# Material for this exercise
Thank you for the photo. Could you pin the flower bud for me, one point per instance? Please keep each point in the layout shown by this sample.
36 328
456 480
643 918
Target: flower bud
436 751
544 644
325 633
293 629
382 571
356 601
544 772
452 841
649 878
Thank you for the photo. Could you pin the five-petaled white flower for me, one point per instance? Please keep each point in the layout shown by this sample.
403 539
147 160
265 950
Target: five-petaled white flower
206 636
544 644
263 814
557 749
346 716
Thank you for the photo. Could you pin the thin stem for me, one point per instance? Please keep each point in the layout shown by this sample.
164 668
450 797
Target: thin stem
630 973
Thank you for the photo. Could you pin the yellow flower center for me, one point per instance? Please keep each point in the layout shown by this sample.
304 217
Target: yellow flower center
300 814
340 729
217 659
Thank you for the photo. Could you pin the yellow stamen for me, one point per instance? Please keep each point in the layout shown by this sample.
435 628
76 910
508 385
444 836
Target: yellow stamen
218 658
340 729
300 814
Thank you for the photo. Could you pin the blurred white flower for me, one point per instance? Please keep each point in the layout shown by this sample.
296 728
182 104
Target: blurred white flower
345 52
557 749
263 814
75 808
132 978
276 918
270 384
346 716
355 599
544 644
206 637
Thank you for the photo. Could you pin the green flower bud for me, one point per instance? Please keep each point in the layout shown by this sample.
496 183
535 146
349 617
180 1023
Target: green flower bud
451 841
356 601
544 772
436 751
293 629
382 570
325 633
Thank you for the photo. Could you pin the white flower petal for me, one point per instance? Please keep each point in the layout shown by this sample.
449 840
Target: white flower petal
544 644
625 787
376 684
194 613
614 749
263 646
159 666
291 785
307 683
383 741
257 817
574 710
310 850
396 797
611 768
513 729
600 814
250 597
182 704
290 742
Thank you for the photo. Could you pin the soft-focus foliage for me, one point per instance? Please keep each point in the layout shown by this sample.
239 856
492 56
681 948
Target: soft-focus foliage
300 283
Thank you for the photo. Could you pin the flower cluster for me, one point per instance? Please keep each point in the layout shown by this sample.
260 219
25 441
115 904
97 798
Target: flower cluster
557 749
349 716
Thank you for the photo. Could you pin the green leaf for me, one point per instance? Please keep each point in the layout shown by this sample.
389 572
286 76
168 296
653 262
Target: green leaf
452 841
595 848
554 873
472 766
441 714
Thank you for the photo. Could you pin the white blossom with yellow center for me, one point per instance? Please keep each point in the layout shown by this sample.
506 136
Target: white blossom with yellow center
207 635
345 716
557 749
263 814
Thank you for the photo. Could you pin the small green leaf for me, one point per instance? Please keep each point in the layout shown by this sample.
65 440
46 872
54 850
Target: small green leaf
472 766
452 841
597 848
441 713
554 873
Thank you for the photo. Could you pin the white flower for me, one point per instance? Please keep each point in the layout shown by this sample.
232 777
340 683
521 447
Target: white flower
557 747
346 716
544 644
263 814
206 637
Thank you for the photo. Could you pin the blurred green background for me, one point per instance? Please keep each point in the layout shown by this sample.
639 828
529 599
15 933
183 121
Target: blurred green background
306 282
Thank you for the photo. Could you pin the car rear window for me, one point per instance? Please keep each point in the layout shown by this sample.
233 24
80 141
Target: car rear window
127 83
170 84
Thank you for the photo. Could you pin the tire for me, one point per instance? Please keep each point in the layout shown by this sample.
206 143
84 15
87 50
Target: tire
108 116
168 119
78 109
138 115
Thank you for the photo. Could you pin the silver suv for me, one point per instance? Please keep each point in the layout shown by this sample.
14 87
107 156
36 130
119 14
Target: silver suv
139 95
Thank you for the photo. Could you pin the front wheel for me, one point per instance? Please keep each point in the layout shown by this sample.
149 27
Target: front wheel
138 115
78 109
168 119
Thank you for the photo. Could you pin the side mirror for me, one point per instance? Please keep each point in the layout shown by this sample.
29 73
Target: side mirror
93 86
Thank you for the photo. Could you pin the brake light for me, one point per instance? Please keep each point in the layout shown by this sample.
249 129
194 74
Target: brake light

# What is expected
Reproduce each line from the listing above that includes the word "light".

# Written solution
Thank you for the photo. Could you pin the brake light for me, one point per instance? Please keep each point in the layout shown by this sample.
Target: brake light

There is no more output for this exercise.